═════ TESTO
Mi presento sabato a Candelo (Biella) allo start della seconda edizione dell' Ysangarda Night Trail (gara serale non competitiva di diciannove chilometri) munito di una potente frontale acquistata solo la mattina prima, Avevo accarezzato l'idea di attrezzarmi con le tre piccole pile che già possedevo, ma immaginarmi come un piccolo albero di Natale semovente mi aveva fatto desistere.
Allo start il piccolo esercito di trailers si lascia alle spalle Candelo, e gli incitamenti gioiosi ed energici di Paolo Boggio, speaker ed organizzatore, per inerpicarsi dopo tre chilometri circa su una salitella ripida che ci porta sopra l'altopiano della Baraggia, sorta di savana in miniatura il cui fascino, vista la visibilità in veloce diminuzione, è di gran lunga ridotto. Accendo la frontale, apprezzandone il fascio potente: l'oscurità non potrà darmi problemi. Il sentiero è in gran parte occupato da fango, più o meno profondo e scivoloso. Cerco, come tutti, di poggiare il piede laddove il suolo appaia più asciutto e stabile, preferendo occasionali deviazioni nei prati adiacenti la traccia alle insidie fangose del sentiero principale, Non sempre è però possibile evitare la palta, da cui i piedi si liberano con suono di risucchio. In breve, tutto il mio mondo si racchiude entro lo spazio illuminato dalla mia e le altrui torce. Attraversiamo praterie, entriamo ed usciamo dal sottobosco dal morbido tappeto di foglie morte. Le gambe girano bene, me n'ero già accorto durante il riscaldamento. Zompo in maniera così libera e fluida da nutrire il segreto timore che pagherò, prima o poi, il dazio di tale sbruffonesca baldanza.
Nel finale le file dei partecipanti si sgranano e mi ritroverò a correre quasi solo nel bosco. Seguire la giusta via è comunque facile: la luce del mio faretto si riflette su strisce catarifrangenti sistemate in punti strategici. Qualora non bastasse, l'occasionale balugìnio della torcia di chi mi precede mi aiuta a capire la direzione. Inoltre sono presenti dei volontari nei punti con svolte importanti. Il ristoro del decimo chilometro è una sorta di isola di luce nell'oscurità sconfitta da potenti fari azionati da un generatore. Mi accoglie un volontario che velocemente mi illustra tutto ciò di cui posso cibarmi, come un premuroso anfitrione al cui uscio si presenti un viandante affamato e frettoloso. Bevo giusto un sorso di the caldo, e mi rifornisco di alcuni pezzi di cioccolata. Ringrazio e riparto. Non avverto la presenza di immediati inseguitori, ma voltatomi appena scorgo un serpente di luci che mi tallona. a poca distanza.
══════════
═════ DATI FORNITI
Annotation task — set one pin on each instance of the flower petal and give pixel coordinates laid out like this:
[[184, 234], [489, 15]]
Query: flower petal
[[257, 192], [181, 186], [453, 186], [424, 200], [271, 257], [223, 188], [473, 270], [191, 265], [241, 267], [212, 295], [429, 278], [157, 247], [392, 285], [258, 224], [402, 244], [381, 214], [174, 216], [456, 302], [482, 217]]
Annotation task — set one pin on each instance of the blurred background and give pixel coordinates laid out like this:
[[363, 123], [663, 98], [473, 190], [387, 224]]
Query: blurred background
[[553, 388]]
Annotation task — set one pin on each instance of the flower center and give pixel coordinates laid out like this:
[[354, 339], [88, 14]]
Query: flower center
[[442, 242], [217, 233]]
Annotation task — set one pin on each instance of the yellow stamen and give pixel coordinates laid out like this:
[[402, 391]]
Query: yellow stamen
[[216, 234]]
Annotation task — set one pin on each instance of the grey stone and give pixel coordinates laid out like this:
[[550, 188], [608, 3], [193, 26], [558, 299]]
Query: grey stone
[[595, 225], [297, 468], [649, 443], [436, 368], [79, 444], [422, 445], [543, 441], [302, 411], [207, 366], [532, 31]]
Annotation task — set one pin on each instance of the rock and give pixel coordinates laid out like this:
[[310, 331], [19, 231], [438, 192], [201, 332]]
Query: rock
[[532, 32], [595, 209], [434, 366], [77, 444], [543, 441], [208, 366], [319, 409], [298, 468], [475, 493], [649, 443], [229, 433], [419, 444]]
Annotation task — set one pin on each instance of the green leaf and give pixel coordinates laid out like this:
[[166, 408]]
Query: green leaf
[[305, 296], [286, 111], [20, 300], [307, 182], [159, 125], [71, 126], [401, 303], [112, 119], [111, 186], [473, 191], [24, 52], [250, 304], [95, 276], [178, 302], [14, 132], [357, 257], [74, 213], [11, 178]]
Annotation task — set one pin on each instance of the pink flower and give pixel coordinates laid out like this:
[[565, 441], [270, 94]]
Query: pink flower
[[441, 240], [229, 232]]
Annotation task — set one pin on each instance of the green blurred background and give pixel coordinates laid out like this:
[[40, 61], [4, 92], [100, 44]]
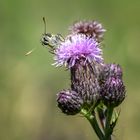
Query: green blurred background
[[28, 85]]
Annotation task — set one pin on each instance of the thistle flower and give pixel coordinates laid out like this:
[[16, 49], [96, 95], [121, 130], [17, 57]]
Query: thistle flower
[[113, 91], [78, 47], [92, 29], [69, 102]]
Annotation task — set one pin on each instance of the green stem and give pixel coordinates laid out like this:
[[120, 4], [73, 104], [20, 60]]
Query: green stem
[[94, 124], [108, 130]]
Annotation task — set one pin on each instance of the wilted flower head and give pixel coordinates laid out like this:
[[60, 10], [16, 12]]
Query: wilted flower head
[[113, 91], [69, 102], [90, 28], [77, 47]]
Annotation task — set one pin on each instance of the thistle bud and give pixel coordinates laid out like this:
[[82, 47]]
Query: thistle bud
[[109, 70], [84, 82], [113, 92], [69, 102]]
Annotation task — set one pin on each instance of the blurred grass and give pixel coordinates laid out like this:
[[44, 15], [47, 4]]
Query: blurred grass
[[28, 85]]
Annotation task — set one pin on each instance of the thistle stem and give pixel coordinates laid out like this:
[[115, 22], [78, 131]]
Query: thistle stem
[[108, 130], [93, 121]]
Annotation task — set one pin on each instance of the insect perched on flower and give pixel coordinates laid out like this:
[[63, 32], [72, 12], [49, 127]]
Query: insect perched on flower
[[51, 40]]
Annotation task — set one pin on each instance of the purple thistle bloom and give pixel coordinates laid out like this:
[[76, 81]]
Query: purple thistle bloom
[[77, 47]]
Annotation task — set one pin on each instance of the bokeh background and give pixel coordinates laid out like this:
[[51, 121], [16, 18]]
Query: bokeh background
[[28, 85]]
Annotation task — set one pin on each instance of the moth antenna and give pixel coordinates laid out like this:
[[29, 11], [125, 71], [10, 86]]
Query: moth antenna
[[44, 25], [29, 52]]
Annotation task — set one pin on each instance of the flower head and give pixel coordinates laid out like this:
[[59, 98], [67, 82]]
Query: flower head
[[90, 28], [69, 102], [77, 47]]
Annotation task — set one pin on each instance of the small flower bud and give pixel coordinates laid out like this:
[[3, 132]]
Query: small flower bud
[[113, 92], [92, 29], [84, 82], [69, 102], [110, 70]]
══════════
COSA FARE —
Rispondi su righe separate a queste domande sul racconto del trail notturno di Candelo:
1. Quanti chilometri misura la gara?
2. Quale ruolo ha Paolo Boggio?
3. Al ristoro del decimo chilometro, di che cosa si rifornisce chi scrive?

SOLUZIONE —
1. Diciannove chilometri.
2. È speaker e organizzatore.
3. Di alcuni pezzi di cioccolata.